Ce concept biblique représente l'idée-mère d'où naissent de façon organique tous les autres thèmes. Quand Jésus a dit « faites ceci en mémoire de moi », il ne prescrivait pas quelque chose de radicalement neuf, mais il demandait d'accomplir en souvenir de lui un geste que l'on était déjà accoutumé à faire : repas pascal ou repas de communauté à portée religieuse. Il importe au fond assez peu de savoir si la Cène fut ou non un véritable repas pascal : aussi bien dans les Évangiles synoptiques que dans celui de Jean, Jésus est la pâque nouvelle ; au reste, tout repas ordinaire se déroulait dans une atmosphère pascale, celle du mémorial.

Selon la Bible, « faire quelque chose en mémorial » c'est rappeler un événement de l'histoire du salut, en ayant conscience de son actualité et de la participation réelle à laquelle on accède ; un événement jadis accompli, non réitéré, mais partout et toujours présent dans la parole et le rite (Ex., xii, 14 et xiii, 9 : c'est le couple classique mythe-rite ; mais, paradoxalement, dans le judaïsme et dans le christianisme, les événements fondateurs sont historiques). Le mémorial de la Pâque est rappel de la délivrance, conviction qu'on la revit par le rite et que l'on y participe ; il se complète par l'action de grâces et la louange. À travers le récit de la Cène et les anamnèses liturgiques, auxquelles est intimement liée l'offrande, l'objet du mémorial apparaît clairement : ce que l'on rappelle aux hommes, c'est la pâque du Seigneur, la nouvelle alliance, sa mort-résurrection. Si le mémorial est la forme originaire à partir de laquelle se déploient les autres valeurs – et c'est pourquoi il faut partir de lui –, la Pâque en est le contenu, qui permettra, au terme, d'en synthétiser toutes les données partielles. Le mémorial inclut encore un rappel à Dieu : qu'il se souvienne, lui aussi, de l'homme (Ex., xxxii, 43). On remarque donc dans le mémorial une présence de l'intercession qui se retrouvera dans toutes les liturgies chrétiennes : que Dieu poursuive l'œuvre de salut dont on fait mémoire et qui devient actuelle pour l'assemblée ! Cela fait découvrir également une ouverture vers l'avenir : le royaume de Dieu est manifesté dans l'eucharistie, mais il est aussi absent, et la supplication se nuance d'attente du retour du Christ, accomplissement ultime attendu de l'action de l'Esprit.

**À faire**
Reprends le passage sur le mémorial en commençant par « Ce concept biblique » et en allant jusqu'à « celle du mémorial. », et rebaptise « Jésus » en « le Christ ».

**Matériel présenté**
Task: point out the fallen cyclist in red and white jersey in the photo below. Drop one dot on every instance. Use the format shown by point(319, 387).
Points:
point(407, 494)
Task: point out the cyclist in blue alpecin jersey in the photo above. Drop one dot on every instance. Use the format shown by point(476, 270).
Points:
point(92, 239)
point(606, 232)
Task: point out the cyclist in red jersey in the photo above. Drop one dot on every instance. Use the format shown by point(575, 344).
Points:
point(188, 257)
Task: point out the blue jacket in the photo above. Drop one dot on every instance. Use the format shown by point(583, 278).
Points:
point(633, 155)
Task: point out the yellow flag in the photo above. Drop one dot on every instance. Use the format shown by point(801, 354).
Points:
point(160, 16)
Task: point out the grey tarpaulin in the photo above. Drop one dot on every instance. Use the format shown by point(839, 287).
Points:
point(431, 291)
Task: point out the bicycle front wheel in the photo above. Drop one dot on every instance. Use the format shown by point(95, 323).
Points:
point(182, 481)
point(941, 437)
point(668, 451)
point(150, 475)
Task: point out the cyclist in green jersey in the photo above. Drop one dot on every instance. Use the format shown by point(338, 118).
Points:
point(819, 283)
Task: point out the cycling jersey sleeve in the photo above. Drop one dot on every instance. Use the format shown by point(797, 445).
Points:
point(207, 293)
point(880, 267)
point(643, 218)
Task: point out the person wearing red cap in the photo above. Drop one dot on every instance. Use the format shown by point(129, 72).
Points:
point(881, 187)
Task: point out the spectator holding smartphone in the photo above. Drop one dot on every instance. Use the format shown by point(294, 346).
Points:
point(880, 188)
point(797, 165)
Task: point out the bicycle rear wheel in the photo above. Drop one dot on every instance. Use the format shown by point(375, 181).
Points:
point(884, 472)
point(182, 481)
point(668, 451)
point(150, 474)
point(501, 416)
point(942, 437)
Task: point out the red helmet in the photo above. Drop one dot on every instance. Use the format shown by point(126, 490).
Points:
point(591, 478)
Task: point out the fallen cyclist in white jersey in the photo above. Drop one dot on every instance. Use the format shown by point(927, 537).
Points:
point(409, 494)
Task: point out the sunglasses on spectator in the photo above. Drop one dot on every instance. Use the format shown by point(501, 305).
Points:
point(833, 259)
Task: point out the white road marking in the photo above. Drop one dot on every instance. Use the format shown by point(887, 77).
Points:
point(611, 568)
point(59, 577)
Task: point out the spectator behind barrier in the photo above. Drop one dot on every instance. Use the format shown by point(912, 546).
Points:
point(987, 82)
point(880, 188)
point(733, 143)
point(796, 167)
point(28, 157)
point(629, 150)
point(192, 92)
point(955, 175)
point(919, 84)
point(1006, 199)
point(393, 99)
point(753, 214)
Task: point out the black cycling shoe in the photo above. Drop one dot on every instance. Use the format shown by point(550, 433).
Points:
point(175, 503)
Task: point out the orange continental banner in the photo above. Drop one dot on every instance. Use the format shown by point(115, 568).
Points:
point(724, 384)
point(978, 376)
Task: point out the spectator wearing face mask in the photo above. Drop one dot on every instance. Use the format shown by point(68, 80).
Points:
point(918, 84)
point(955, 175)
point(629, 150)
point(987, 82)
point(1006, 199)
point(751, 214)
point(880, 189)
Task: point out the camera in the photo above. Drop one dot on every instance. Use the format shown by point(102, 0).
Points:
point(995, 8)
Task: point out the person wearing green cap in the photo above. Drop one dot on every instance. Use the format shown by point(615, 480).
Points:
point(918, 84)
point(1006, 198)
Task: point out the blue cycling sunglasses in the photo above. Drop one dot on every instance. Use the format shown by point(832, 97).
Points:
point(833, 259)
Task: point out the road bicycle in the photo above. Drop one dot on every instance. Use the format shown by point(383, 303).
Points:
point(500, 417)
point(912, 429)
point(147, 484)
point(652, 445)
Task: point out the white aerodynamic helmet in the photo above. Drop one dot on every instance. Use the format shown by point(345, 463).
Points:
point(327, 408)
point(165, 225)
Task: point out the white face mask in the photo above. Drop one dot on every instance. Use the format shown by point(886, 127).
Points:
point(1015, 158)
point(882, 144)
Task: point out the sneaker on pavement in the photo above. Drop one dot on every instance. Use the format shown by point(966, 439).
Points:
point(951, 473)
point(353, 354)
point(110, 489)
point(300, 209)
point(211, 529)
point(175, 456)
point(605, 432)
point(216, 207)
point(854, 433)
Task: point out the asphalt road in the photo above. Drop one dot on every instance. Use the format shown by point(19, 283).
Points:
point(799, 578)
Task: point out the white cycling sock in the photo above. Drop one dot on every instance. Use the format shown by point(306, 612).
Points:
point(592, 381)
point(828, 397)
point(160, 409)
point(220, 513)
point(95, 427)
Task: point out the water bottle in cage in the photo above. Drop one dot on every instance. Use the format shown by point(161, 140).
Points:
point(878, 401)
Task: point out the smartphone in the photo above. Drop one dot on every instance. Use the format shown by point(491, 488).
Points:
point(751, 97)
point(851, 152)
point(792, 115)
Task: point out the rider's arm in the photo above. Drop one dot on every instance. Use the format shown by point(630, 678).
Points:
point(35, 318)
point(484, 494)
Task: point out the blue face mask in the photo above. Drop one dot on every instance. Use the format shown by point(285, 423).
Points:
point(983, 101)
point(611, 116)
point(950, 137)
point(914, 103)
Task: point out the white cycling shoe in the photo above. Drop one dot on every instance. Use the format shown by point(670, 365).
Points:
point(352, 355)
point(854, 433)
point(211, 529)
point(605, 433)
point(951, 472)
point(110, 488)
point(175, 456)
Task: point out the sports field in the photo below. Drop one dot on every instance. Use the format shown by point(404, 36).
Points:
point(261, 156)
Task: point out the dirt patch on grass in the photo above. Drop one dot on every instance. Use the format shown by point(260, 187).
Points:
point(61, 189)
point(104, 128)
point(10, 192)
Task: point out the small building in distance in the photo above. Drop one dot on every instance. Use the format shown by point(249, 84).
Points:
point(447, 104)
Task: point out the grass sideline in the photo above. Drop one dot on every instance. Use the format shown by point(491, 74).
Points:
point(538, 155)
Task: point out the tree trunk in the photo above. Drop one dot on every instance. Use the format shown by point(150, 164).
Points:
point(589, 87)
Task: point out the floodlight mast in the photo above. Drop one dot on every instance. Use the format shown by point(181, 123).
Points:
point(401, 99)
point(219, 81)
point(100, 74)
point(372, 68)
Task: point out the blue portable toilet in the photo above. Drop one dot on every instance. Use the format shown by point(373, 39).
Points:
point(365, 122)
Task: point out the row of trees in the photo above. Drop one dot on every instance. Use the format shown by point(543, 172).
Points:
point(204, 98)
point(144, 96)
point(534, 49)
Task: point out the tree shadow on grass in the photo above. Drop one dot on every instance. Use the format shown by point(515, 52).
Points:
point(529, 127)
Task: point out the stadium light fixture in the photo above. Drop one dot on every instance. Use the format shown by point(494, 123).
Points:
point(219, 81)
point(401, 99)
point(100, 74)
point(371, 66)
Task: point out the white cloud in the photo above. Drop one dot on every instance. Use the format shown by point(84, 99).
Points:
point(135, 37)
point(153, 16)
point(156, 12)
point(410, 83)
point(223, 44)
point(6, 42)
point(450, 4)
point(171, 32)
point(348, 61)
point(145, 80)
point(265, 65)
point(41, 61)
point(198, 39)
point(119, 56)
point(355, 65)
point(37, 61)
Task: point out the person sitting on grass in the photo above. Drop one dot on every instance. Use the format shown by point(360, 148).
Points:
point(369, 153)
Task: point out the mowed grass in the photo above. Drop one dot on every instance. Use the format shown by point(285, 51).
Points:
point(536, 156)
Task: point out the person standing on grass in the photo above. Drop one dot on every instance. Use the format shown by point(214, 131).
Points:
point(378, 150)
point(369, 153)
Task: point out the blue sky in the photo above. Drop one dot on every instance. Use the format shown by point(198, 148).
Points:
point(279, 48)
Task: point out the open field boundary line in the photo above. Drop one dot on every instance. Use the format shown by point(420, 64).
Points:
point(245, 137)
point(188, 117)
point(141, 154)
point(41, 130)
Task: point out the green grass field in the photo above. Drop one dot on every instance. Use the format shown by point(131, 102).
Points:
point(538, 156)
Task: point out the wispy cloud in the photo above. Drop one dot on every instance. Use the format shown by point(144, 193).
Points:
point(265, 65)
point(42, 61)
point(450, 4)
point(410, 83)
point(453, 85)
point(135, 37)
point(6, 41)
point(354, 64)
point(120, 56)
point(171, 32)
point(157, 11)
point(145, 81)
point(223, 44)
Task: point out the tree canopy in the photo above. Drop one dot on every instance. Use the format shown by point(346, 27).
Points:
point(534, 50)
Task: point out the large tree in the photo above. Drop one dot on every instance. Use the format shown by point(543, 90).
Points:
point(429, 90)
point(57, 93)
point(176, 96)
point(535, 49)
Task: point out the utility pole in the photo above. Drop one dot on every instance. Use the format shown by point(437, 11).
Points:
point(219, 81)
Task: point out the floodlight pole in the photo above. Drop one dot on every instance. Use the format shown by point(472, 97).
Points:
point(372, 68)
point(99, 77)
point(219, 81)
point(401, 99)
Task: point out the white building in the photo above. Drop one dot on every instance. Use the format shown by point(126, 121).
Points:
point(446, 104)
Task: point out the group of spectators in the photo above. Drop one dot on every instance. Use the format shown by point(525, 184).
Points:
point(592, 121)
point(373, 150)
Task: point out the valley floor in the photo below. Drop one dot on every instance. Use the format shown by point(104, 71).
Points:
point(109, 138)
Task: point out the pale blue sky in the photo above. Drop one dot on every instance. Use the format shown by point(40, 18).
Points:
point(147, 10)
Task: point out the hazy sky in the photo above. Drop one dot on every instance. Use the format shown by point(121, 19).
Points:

**Réponse**
Ce concept biblique représente l'idée-mère d'où naissent de façon organique tous les autres thèmes. Quand le Christ a dit « faites ceci en mémoire de moi », il ne prescrivait pas quelque chose de radicalement neuf, mais il demandait d'accomplir en souvenir de lui un geste que l'on était déjà accoutumé à faire : repas pascal ou repas de communauté à portée religieuse. Il importe au fond assez peu de savoir si la Cène fut ou non un véritable repas pascal : aussi bien dans les Évangiles synoptiques que dans celui de Jean, le Christ est la pâque nouvelle ; au reste, tout repas ordinaire se déroulait dans une atmosphère pascale, celle du mémorial.